Work to complete: Starting at the line containing "query=thorny cactus trunk --output=box" and ending at the line containing "[1134,313,1165,574]", write out the material below again with every "desert" swapped for "arid" and nothing else changed. Return only those lines.
-------- Data --------
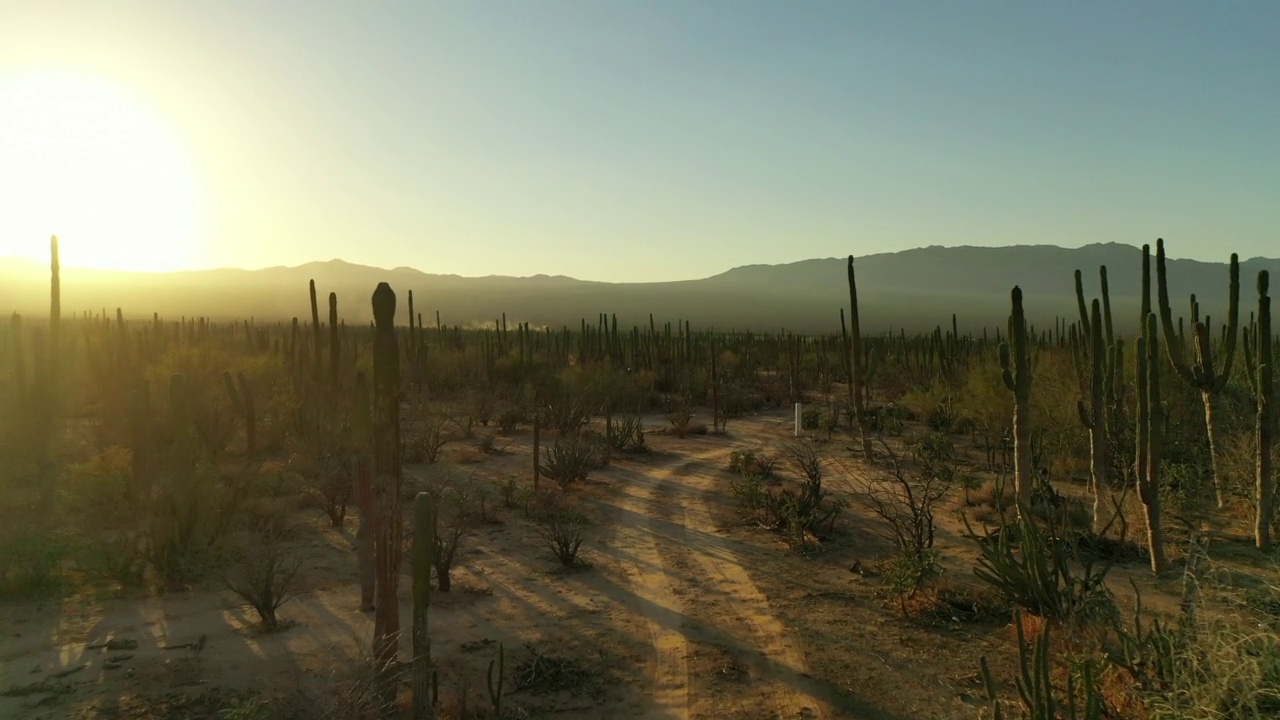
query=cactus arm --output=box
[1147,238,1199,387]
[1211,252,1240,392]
--------
-------- Data --------
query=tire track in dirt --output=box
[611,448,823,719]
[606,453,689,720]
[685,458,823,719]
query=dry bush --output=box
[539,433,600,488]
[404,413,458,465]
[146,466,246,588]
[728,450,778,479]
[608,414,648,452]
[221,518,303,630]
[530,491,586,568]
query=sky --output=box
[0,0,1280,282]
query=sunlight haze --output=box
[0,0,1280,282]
--------
-------- Data --------
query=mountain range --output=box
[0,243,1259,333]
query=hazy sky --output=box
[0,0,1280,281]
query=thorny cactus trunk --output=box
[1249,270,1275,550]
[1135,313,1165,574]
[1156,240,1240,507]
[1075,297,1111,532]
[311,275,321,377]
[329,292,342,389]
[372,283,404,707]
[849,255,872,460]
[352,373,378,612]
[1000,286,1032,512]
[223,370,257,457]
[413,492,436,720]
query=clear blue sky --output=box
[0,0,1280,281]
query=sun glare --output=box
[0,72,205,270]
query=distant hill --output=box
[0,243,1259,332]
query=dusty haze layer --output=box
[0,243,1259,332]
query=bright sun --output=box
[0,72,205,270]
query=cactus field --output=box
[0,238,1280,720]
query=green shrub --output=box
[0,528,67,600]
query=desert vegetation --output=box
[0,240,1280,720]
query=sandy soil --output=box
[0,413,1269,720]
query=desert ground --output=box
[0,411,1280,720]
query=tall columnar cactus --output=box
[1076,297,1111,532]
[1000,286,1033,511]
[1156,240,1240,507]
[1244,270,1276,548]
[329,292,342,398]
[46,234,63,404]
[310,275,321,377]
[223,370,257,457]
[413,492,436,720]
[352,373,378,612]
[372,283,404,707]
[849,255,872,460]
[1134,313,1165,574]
--------
Answer:
query=thorny cactus trunk --output=box
[1249,270,1275,550]
[1135,313,1165,574]
[1156,240,1240,507]
[1075,297,1111,532]
[311,275,321,377]
[329,292,342,389]
[372,283,404,707]
[849,255,872,460]
[352,373,378,612]
[1000,286,1032,512]
[223,370,257,457]
[413,492,436,720]
query=clear blue sky --output=box
[0,0,1280,281]
query=sun glare --output=box
[0,72,205,270]
query=distant hill --output=box
[0,243,1259,332]
query=dusty haze layer --output=box
[0,243,1259,332]
query=bright sun --output=box
[0,72,205,270]
query=cactus field --output=box
[0,238,1280,720]
query=green shrub --output=box
[0,528,67,600]
query=arid vegetation --output=box
[0,240,1280,720]
query=sandy soil --output=box
[0,413,1269,720]
query=arid ground --output=box
[0,411,1280,720]
query=tall columnar cactus --output=box
[1076,297,1111,532]
[1000,286,1033,511]
[1156,240,1240,507]
[1244,270,1276,548]
[329,292,342,398]
[46,234,63,404]
[310,275,321,377]
[223,370,257,457]
[413,492,436,720]
[352,373,378,612]
[372,283,404,707]
[849,255,872,460]
[1134,313,1165,574]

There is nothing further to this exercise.